▸ 提供テキスト
────────────────────────────────────────
夕日が空を赤く染めるころにアコラを出ると、長く舗装もままならないデコボコの曲り道を経て、食事のできるダーバー(ढाबा)の充実した片側2車線のナショナル・ハイウェイ(NH 753A)に出るころには敏腕ドライバー、プラヴィンさんの運転でも真夜中を過ぎてしまう。
昨日のルート
アコラとの往復時の行きつけと言えば、ジャルナの「アムリトサル・パンジャーブ(Hotel Amritsar Punjabi)」だったが、そこまで空腹が持ちそうもない。
そこで今回は、標高600メートルの比較的高原にあるチクリ(Chikhli)という町で見かけたダーバー、と呼ぶには忍びない立派なたたずまいの「ミーラ(Meera)」というレストランに立ち寄った。
結果、まだ新築の物件のようで設備がピカピカに真新しく、わたしたちのような女性旅行者にとっては、(現時点では)きれいなトイレが整備されているところからして大正解だった。
────────────────────────────────────────
▸ 提供データ

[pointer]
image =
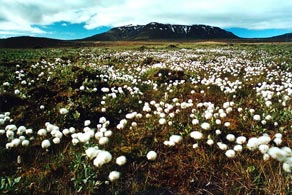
────────────────────────────────────────
▸ 作業指示
A) この旅行記で、チクリの町で立ち寄ったレストランは何という名前ですか。
B) この旅行記に出てくる町の名前を、すべて挙げてください。
C) この旅行記を、最後の文の後から書き進めてください。
資料はこの作業には関係しません。

▸ 指示ごとの解答
A) 「ミーラ(Meera)」です。

B) アコラ、ジャルナ、チクリ(Chikhli)

C)
レストランは屋外にテーブル席が設けてあり、トイレに行く際にホテル風の近代的かつ上品なたたずまいをした建物内を通過すると、宿泊できる部屋もいくつかあることを確認した。
うっかり食事の写真を失念してしまったのだが、アルー・メティはジャガイモの甘さが引き立つ味、ダール・タドカは少し塩が強めだったけど合格点、ローティーは窯出しのアツアツでとても美味だった。
何より従業員のサービスが比較的洗練されており、にこやかかつ温かな対応だったので、疲れていた心身に心地よかった。
その標高が周囲よりも高いことから、比較的涼しい気候を特徴とするチクリは、マハラジャの避暑地として整備されてきた歴史があると言う。
名もなきド田舎のようでありながら、このような洗練された店と出会えるのは、往時の名残なのか。
それにしても、かつては、このような「in the middle of nowhere」みたいな場所のダーバー情報などを記載しても、誰の役にも立たないだろうと高を括っていたものだった。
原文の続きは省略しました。